[COMPITO BREVE]: Scrivi il seguito dell'articolo sull'inchiesta della Procura di Milano su Mediobanca e Mps, riprendendo subito dopo l'ultima frase.

[ESTRATTO DA LEGGERE]:
Mediobanca, inchiesta della Procura: indagati Milleri, Caltagirone e Lovaglio

I magistrati indagano sul presunto accordo per la scalata a Piazzetta Cuccia e l’operazione Mps. Delfin: «Agito nel rispetto delle regole». Rocca Salimbeni: «Chiariremo nostra correttezza»

Giorgio Barbieri
La sede di Mediobanca in piazzetta Cuccia
La sede di Mediobanca in piazzetta Cuccia

L’indagine della Procura di Milano sul risiko bancario che negli ultimi mesi ha ridisegnato gli equilibri tra Mediobanca, Monte dei Paschi di Siena e, in prospettiva, Generali compie un importante salto di livello. L’imprenditore Francesco Gaetano Caltagirone, Francesco Milleri, presidente di Delfin (la finanziaria della famiglia Del Vecchio) e di EssilorLuxottica, Luigi Lovaglio, amministratore delegato di Rocca Salimbeni, risultano infatti iscritti nel registro degli indagati per i reati di aggiotaggio e ostacolo all’attività delle autorità di vigilanza. La notizia riguarda anche due società: il Gruppo Caltagirone e Delfin, entrambe iscritte per la legge sulla responsabilità amministrativa degli enti.

Secondo il Nucleo speciale di polizia valutaria della Guardia di Finanza, coordinato dall’aggiunto Roberto Pellicano con i sostituti procuratori Luca Gaglio e Giovanni Polizzi, i tre indagati avrebbero partecipato a un accordo non comunicato al mercato finalizzato all'offerta pubblica di scambio che ha portato l’istituto senese ad acquisire la maggioranza di Mediobanca, attraverso operazioni realizzate tra gennaio e ottobre. Una condotta che, per la Procura, avrebbe violato gli obblighi informativi verso Consob, Banca centrale europea e, per i profili legati alle assicurazioni, Ivass. Le ipotesi di reato sono dunque manipolazione del mercato e ostacolo alle funzioni di vigilanza.

[DATI MOSTRATI]:
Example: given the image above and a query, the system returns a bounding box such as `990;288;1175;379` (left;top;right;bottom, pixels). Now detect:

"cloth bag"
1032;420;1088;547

[RISULTATO DELL'ESERCIZIO]:
Le iscrizioni nel registro degli indagati, da quanto si apprende, risalgono ai mesi scorsi, quando erano già emerse le prime indiscrezioni sull’inchiesta che coinvolgeva i fronti Mps–Mediobanca e, in prospettiva, anche il dossier Generali. L'iniziativa della Guardia di Finanza, con nuove acquisizioni di documenti, prosegue quel filone di accertamenti.

Già nei mesi precedenti la procura aveva concentrato l’attenzione sull’Accelerated Book Building del 13 novembre 2024, quando il Ministero dell’Economia, all’epoca primo azionista di Mps, cedette un ulteriore quota del15% del capitale. L’operazione, strutturata tramite Banca Akros, banca d’investimento di Banco Bpm designata come global coordinator e bookrunner, vide l’acquisto del pacchetto da parte di soli quattro investitori: Banco Bpm (5%), Gruppo Caltagirone (3,5%), Delfin (3,5%) e Anima (3%).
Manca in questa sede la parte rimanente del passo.